▸ REQUIRED WORK
• A. Print the Antigravity article from "Agents that use" down to "to make native.", keeping the wording the same.
• B. Answer these questions from the Antigravity article:
(i) What is the name of the surface Antigravity adds for managing agents?
(ii) Which three areas can Antigravity's agents access?
(iii) In the Next.js example, which two languages should the result be checked in?

*** Opening of PAGE EXTRACT ***

Synthetic summary
Google Antigravity aims to go beyond the classic AI IDE by becoming a control space for agents able to plan, code, execute and verify complete missions.
Google Antigravity: why Google’s IDE could go further than Cursor or VS Code
Cursor, VS Code with Codex, Claude Code and other AI tools can already write code, edit files, run commands and help fix bugs.
Google Antigravity targets a different workflow: turning the IDE into a control center for development agents.
The main difference comes from three features: the Agent Manager, Artifacts and the way agents can work across the editor, terminal and browser.
The real change: the Agent Manager
In Cursor, the experience is still mostly centered around the editor. You open a project, ask for a change, review the diff, and iterate.
Antigravity adds a dedicated surface for managing agents: the Agent Manager.
The idea is simple: instead of having one AI chat inside the IDE, you can track several missions in parallel. Each agent can have its own task, plan, progress and results.
Concrete examples:
- one agent fixes a UI bug;
- another adds a test;
- another checks the result in the browser;
- you supervise and approve the work.
This is where Antigravity feels different. The center of the tool is no longer only the open file. The center becomes the mission.
Agents that use the browser
Antigravity gives agents access to three key areas: the editor, the terminal and the browser.
That matters for web development.
An agent can edit a page, run the app, open the result, visually inspect the UI, spot a problem and keep fixing it.
On a Next.js project, for example, you could ask:
Fix the mobile display issue on the article cards, check the result in French and English, then show me what changed.
That kind of task is not only about writing code. It requires opening the app, testing routes, checking the visual result and confirming that the fix works.
This is exactly the workflow Antigravity is trying to make native.

*** Close of PAGE EXTRACT ***
*** Opening of PROVIDED RECORDS ***

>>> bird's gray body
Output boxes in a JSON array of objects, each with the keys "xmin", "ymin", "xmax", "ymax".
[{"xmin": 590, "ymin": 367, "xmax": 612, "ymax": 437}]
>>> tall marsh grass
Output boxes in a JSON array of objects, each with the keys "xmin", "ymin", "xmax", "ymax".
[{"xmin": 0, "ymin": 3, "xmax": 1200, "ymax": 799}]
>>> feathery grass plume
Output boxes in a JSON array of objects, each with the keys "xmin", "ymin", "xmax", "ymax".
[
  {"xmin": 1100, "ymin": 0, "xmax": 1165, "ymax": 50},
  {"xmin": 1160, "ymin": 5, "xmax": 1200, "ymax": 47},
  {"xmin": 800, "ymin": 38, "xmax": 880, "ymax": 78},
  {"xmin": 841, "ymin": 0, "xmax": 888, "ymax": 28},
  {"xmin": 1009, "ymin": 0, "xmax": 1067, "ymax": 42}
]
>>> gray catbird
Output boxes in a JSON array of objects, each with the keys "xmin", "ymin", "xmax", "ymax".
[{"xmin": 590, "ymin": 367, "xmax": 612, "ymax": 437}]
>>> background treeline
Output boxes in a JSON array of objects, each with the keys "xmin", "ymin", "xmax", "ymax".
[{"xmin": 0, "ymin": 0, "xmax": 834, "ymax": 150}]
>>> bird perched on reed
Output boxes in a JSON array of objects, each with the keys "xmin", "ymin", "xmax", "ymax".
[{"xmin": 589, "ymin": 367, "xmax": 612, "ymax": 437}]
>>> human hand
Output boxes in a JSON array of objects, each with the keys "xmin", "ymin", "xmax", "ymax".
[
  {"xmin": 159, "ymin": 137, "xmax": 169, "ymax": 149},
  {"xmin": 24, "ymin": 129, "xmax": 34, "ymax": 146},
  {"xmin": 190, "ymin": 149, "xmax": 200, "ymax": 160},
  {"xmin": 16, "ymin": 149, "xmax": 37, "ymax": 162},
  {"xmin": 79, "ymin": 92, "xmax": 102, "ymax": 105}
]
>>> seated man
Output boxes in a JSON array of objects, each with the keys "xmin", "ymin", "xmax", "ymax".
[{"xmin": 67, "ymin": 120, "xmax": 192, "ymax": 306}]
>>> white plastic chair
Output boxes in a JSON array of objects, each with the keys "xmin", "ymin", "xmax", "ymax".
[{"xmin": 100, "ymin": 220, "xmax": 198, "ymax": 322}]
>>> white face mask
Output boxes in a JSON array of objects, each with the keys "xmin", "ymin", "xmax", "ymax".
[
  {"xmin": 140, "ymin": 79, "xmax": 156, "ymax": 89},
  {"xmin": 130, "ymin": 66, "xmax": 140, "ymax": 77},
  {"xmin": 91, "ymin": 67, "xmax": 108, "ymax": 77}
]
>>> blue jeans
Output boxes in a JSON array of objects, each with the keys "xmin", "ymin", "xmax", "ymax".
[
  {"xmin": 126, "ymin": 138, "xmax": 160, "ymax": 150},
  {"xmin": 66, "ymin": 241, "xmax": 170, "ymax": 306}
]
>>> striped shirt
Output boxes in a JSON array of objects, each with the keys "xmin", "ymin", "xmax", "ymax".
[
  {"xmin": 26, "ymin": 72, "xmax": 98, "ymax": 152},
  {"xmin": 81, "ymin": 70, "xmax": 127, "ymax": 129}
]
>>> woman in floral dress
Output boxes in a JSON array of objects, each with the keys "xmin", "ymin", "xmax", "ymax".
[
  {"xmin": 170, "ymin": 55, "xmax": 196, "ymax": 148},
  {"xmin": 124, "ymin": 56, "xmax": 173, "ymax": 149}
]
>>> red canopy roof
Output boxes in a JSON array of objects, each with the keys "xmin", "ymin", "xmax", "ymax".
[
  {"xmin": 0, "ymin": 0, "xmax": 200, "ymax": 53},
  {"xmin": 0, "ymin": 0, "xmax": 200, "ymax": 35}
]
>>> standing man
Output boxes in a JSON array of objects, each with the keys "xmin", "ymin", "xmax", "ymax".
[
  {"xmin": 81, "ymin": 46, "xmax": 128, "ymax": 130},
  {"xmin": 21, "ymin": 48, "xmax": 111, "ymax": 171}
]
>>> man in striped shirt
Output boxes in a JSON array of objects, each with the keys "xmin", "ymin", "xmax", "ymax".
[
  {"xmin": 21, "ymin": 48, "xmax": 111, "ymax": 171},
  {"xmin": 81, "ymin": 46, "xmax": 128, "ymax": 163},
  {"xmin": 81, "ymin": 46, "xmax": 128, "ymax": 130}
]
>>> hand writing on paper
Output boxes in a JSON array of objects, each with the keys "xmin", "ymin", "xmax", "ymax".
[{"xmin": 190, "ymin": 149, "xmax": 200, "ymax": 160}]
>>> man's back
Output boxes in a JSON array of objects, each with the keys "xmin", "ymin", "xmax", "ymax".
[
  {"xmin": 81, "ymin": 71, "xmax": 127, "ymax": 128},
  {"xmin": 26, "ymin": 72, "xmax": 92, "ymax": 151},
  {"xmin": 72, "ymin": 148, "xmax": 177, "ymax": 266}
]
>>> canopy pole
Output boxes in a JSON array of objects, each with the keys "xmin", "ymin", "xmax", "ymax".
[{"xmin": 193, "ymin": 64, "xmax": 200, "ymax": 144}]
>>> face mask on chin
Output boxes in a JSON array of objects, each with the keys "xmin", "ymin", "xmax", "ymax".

*** Close of PROVIDED RECORDS ***

▸ ACTIVITY ANSWERS
• A.
Agents that use the browser
Antigravity gives agents access to three key areas: the editor, the terminal and the browser.
That matters for web development.
An agent can edit a page, run the app, open the result, visually inspect the UI, spot a problem and keep fixing it.
On a Next.js project, for example, you could ask:
Fix the mobile display issue on the article cards, check the result in French and English, then show me what changed.
That kind of task is not only about writing code. It requires opening the app, testing routes, checking the visual result and confirming that the fix works.
This is exactly the workflow Antigravity is trying to make native.

• B.
(i) The Agent Manager.
(ii) The editor, the terminal and the browser.
(iii) French and English.